▶ SOURCE INFORMATION
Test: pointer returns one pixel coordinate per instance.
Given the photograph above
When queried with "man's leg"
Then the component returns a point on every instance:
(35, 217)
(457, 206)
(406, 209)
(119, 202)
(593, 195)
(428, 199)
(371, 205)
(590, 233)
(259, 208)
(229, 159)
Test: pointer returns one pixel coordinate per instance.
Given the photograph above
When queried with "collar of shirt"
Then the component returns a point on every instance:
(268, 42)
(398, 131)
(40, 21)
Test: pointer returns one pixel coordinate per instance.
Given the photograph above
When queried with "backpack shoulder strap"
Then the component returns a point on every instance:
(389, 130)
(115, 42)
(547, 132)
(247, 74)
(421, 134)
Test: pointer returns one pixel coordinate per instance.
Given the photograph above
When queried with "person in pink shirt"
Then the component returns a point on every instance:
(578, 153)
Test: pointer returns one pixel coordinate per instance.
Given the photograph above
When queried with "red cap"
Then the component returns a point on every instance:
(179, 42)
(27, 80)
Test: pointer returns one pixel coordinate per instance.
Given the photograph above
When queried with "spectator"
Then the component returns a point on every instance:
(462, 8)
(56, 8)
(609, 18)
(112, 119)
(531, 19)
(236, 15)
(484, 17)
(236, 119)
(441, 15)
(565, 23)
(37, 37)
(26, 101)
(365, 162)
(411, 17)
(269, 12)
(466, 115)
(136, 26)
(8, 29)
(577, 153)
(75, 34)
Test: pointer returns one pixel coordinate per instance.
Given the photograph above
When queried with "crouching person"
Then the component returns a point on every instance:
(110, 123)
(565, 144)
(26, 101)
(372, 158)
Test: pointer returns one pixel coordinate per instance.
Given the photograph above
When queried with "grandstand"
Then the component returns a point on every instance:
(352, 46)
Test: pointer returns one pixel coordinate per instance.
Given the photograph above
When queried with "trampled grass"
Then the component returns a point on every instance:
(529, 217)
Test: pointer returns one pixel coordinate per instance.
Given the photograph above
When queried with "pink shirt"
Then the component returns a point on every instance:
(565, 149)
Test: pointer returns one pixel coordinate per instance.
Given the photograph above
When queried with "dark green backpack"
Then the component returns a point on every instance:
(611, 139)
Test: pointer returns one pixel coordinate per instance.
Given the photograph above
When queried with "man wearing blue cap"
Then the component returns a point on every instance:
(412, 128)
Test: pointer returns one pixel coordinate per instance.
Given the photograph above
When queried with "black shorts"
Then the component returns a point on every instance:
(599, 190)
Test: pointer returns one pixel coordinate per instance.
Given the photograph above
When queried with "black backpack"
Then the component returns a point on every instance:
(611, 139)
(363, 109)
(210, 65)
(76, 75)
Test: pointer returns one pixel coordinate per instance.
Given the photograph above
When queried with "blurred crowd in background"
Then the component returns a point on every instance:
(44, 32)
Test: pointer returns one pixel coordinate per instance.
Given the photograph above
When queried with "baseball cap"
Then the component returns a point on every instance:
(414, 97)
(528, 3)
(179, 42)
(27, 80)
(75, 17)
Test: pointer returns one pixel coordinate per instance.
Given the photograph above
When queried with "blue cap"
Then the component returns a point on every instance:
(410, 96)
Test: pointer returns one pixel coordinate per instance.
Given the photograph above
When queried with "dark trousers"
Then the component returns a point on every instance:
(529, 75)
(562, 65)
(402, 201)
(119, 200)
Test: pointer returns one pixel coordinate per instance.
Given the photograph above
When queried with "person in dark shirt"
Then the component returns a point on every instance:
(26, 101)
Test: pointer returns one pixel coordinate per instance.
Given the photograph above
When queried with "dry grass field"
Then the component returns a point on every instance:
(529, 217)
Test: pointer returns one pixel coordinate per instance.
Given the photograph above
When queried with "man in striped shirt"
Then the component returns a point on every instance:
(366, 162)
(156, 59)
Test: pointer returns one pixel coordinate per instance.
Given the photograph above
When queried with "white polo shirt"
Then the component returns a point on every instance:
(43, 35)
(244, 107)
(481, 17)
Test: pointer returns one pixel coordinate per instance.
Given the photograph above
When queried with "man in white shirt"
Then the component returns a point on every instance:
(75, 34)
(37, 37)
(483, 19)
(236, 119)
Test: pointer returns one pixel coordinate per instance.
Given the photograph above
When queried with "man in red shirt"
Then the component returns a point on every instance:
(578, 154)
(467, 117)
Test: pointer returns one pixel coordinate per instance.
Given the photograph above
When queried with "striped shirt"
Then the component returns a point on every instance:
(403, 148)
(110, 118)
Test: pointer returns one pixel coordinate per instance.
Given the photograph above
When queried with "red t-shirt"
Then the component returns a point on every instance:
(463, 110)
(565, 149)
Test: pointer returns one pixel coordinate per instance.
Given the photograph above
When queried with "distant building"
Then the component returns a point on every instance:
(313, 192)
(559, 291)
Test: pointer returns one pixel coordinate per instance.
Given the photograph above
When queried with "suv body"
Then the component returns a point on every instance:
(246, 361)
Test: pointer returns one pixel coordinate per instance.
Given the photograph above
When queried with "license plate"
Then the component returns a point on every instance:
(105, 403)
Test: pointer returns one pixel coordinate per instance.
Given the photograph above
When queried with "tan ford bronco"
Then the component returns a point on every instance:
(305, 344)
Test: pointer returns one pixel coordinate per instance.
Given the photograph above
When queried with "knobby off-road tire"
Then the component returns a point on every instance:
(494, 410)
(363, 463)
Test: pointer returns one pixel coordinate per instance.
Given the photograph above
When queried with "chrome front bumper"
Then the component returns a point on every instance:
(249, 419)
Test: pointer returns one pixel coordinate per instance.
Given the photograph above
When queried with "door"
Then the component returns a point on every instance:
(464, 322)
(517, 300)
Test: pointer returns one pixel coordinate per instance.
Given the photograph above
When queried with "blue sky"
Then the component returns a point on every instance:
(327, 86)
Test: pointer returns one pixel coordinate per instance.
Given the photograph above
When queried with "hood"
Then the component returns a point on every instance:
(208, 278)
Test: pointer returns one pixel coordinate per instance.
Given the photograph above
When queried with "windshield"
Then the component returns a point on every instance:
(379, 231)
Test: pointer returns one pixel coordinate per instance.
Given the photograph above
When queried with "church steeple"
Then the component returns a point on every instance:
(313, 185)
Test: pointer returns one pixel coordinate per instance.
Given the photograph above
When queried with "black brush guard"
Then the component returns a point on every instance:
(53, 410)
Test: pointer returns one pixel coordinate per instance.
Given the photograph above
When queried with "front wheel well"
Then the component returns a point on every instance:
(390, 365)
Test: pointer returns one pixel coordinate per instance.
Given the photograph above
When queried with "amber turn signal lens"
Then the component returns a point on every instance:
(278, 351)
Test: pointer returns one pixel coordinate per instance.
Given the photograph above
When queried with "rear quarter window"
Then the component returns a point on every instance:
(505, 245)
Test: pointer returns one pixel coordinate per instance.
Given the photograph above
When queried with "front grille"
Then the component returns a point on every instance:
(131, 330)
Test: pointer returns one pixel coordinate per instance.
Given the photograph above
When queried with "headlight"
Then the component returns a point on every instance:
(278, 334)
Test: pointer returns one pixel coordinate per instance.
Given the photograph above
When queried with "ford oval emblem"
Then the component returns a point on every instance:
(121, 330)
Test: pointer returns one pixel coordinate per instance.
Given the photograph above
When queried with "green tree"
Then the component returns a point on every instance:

▶ AIM OF THE EXERCISE
Using the records above as the source, restate each line verbatim.

▶ TASK ANSWER
Test: pointer returns one pixel coordinate per instance.
Given the photograph above
When queried with "man's leg"
Then the component returns a point on every instance:
(35, 217)
(457, 206)
(406, 209)
(119, 202)
(593, 195)
(428, 199)
(371, 205)
(590, 233)
(259, 208)
(229, 159)
Test: pointer returns one pixel coordinate per instance.
Given the photograph above
When queried with "collar of shirt"
Then the component returns a point on every instance:
(268, 42)
(398, 131)
(40, 21)
Test: pointer returns one pixel coordinate per instance.
Given the photograph above
When queried with "backpack shoulder strap"
Then the component returns a point on every instance:
(389, 130)
(115, 42)
(547, 132)
(247, 74)
(421, 134)
Test: pointer returns one pixel coordinate per instance.
Given the photograph above
When queried with "person in pink shirt"
Then the component returns a point on every instance:
(578, 153)
Test: pointer returns one pixel coordinate per instance.
Given the photograph above
When queried with "red cap"
Then the component returns a point on every instance:
(179, 42)
(27, 80)
Test: pointer returns one pixel coordinate per instance.
Given the photograph above
When queried with "spectator"
Then the component returns a point on every instance:
(462, 8)
(56, 8)
(609, 18)
(112, 119)
(531, 19)
(236, 15)
(484, 17)
(236, 119)
(441, 15)
(565, 23)
(37, 37)
(26, 101)
(365, 162)
(411, 17)
(269, 12)
(466, 115)
(136, 26)
(8, 29)
(577, 153)
(75, 34)
Test: pointer returns one pixel coordinate per instance.
Given the photograph above
When queried with "crouching person"
Then the component returns a point on every instance:
(110, 123)
(565, 144)
(26, 101)
(372, 158)
Test: pointer returns one pixel coordinate per instance.
Given the photograph above
When queried with "grandstand"
Then the component returns a point on every instance:
(352, 46)
Test: pointer returns one pixel coordinate per instance.
Given the photograph above
When queried with "trampled grass"
Then the component returns a point on every instance:
(529, 217)
Test: pointer returns one pixel coordinate per instance.
Given the photograph above
When queried with "pink shirt"
Then the component returns a point on every instance:
(565, 149)
Test: pointer returns one pixel coordinate per instance.
Given the photograph above
When queried with "dark green backpack"
Then the component returns a point on every instance:
(611, 139)
Test: pointer returns one pixel coordinate per instance.
Given the photograph above
When queried with "man wearing blue cap"
Then the component returns a point on every instance:
(412, 128)
Test: pointer returns one pixel coordinate per instance.
Given the photograph above
When queried with "black shorts"
Then the component returns a point on every instance:
(599, 190)
Test: pointer returns one pixel coordinate per instance.
Given the photograph above
When queried with "black backpack"
Then the component returns a point on every instance:
(611, 139)
(363, 109)
(210, 65)
(76, 75)
Test: pointer returns one pixel coordinate per instance.
Given the photograph above
When queried with "blurred crowd in background"
Then the component returns a point on every instance:
(44, 32)
Test: pointer returns one pixel coordinate per instance.
Given the photograph above
When queried with "baseball cap"
Then the component returns a point on every instance:
(414, 97)
(528, 3)
(179, 42)
(27, 80)
(75, 17)
Test: pointer returns one pixel coordinate per instance.
Given the photograph above
When queried with "blue cap"
Then the component returns a point on every instance:
(410, 96)
Test: pointer returns one pixel coordinate per instance.
Given the photograph above
When queried with "dark trousers"
Then the component returns a point on every instance:
(529, 75)
(562, 65)
(402, 201)
(119, 200)
Test: pointer returns one pixel coordinate per instance.
Given the photograph above
When queried with "person in dark shirt"
Then the component returns a point on every instance:
(26, 101)
Test: pointer returns one pixel coordinate per instance.
Given the photograph above
When queried with "dry grass field"
Then the component returns a point on every instance:
(529, 217)
Test: pointer returns one pixel coordinate per instance.
Given the photograph above
When queried with "man in striped shirt"
Then the component returns a point on every instance:
(366, 162)
(156, 59)
Test: pointer returns one pixel coordinate per instance.
Given the photograph above
When queried with "white polo shirt"
Then the component returns a point on every instance:
(43, 35)
(244, 107)
(481, 17)
Test: pointer returns one pixel coordinate per instance.
Given the photograph above
When queried with "man in white shirt"
Then the component returns a point on every instance:
(75, 34)
(37, 37)
(483, 19)
(236, 119)
Test: pointer returns one pixel coordinate per instance.
Given the photograph above
When queried with "man in red shirt"
Then the component returns a point on every instance:
(578, 154)
(467, 117)
Test: pointer returns one pixel coordinate per instance.
Given the photograph above
When queried with "striped shirt"
Then the component returns a point on every instance:
(403, 148)
(110, 118)
Test: pointer returns one pixel coordinate per instance.
Given the photograph above
When queried with "red t-shirt"
Then the component returns a point on every instance:
(463, 110)
(565, 149)
Test: pointer returns one pixel coordinate per instance.
Given the photograph above
When queried with "distant building"
Then the component returns a point on every instance:
(313, 192)
(559, 291)
Test: pointer returns one pixel coordinate per instance.
Given the photograph above
When queried with "suv body"
Then the component returns a point on every instance:
(246, 361)
Test: pointer returns one pixel coordinate per instance.
Given the photograph above
When queried with "license plate"
Then the component returns a point on every instance:
(105, 403)
Test: pointer returns one pixel coordinate per instance.
Given the photograph above
When queried with "tan ford bronco"
Then the component returns a point on every instance:
(305, 344)
Test: pointer returns one pixel coordinate per instance.
Given the photograph above
When queried with "knobby off-road tire"
Then the component returns a point on every instance:
(494, 410)
(363, 463)
Test: pointer returns one pixel coordinate per instance.
Given the photograph above
When queried with "chrome front bumper"
Then the component returns a point on every instance:
(249, 419)
Test: pointer returns one pixel coordinate per instance.
Given the photograph above
When queried with "door"
Then the component returns a point on every instance:
(464, 322)
(517, 300)
Test: pointer returns one pixel coordinate per instance.
Given the photograph above
When queried with "blue sky"
Then the component returns a point on every instance:
(327, 86)
Test: pointer returns one pixel coordinate per instance.
Given the photograph above
When queried with "hood"
Then the component returns a point on every instance:
(208, 278)
Test: pointer returns one pixel coordinate per instance.
Given the photograph above
When queried with "windshield"
Then the component returns a point on every instance:
(379, 231)
Test: pointer returns one pixel coordinate per instance.
Given the photograph above
When queried with "church steeple"
Then the component returns a point on every instance:
(313, 185)
Test: pointer returns one pixel coordinate per instance.
Given the photograph above
When queried with "black brush guard"
Then the component returns a point on every instance:
(53, 410)
Test: pointer returns one pixel coordinate per instance.
Given the photograph above
When queried with "front wheel well"
Then the component returns a point on every instance:
(390, 365)
Test: pointer returns one pixel coordinate per instance.
Given the photograph above
When queried with "amber turn signal lens"
Then the component returns a point on every instance:
(278, 351)
Test: pointer returns one pixel coordinate per instance.
Given the photograph above
When queried with "rear quarter window"
Then the component returns a point on every instance:
(505, 245)
Test: pointer returns one pixel coordinate per instance.
Given the photograph above
When queried with "front grille"
Then the component returns a point on every instance:
(131, 330)
Test: pointer returns one pixel coordinate per instance.
Given the photograph above
When queried with "headlight"
Then the component returns a point on every instance:
(278, 334)
Test: pointer returns one pixel coordinate per instance.
Given the photograph above
When queried with "ford oval emblem"
Then the component returns a point on every instance:
(121, 330)
Test: pointer returns one pixel coordinate per instance.
Given the photograph above
When queried with "green tree"
Then the component returns a point on every instance:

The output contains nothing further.